Her use of the circular canvas was used as a symbol of the cyclical nature of life’s many stages and the continuity between man and nature. Her themes were often metaphysical, mythological and mystical stemming from her early conversations as a child with her father, her discovery of the 17th century Rosicrucianism spiritual movement and an interest in the Eastern Relgions and the New Age movement including the writings of Edgar Cayce.
The artist would continue painting throughout her life, showing regularly in New York City and throughout the United States, but Betty Blayton was also a pioneer of the Harlem art scene as well as in the field of arts education. She was the co-founder of The Studio Museum in Harlem and the co-founder and Executive Director of the Children’s Art Carnival in Harlem for 30 years. One of her most successful students was Jean-Michel Basquiat. The museum-quality exhibition at the Mnuchin Gallery was curated by Sukanya Rajaratnam and is accompanied by a fully illustrated catalogue authored by Betty Blayton’s close friend and art historian, Lowery Stokes Sims.
Blayton came to New York City in the early ’60s and, not long after, moved to a loft on Bond Street in the Lower East Side, reasoning that she needed to be close to where Andy Warhol hung out if she “was going to be the first famous Black artist in America,” as she said in a 2003 interview.
“I had to be where it was happening,” she continued. “But I ended up spending the next 35 years working in Harlem.”
====
*WHAT YOU SHOULD DO:* Copy the Betty Blayton passage from "Her use of the" up to and including "of Edgar Cayce.", renaming "circular canvas" as "round canvas". The lines after this are separate from the Betty Blayton passage.

*SUPPLIED INFORMATION:*
====
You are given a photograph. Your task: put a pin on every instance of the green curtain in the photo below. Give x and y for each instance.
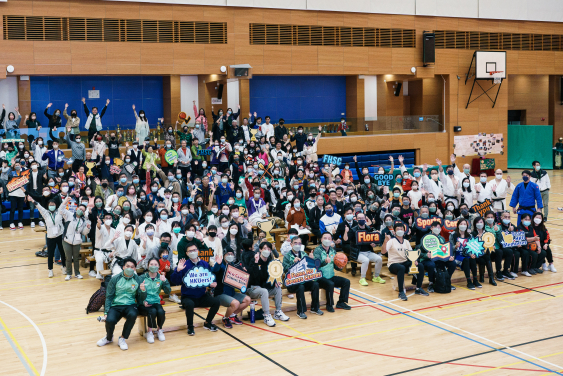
====
*TASK SOLUTION:*
Her use of the round canvas was used as a symbol of the cyclical nature of life’s many stages and the continuity between man and nature. Her themes were often metaphysical, mythological and mystical stemming from her early conversations as a child with her father, her discovery of the 17th century Rosicrucianism spiritual movement and an interest in the Eastern Relgions and the New Age movement including the writings of Edgar Cayce.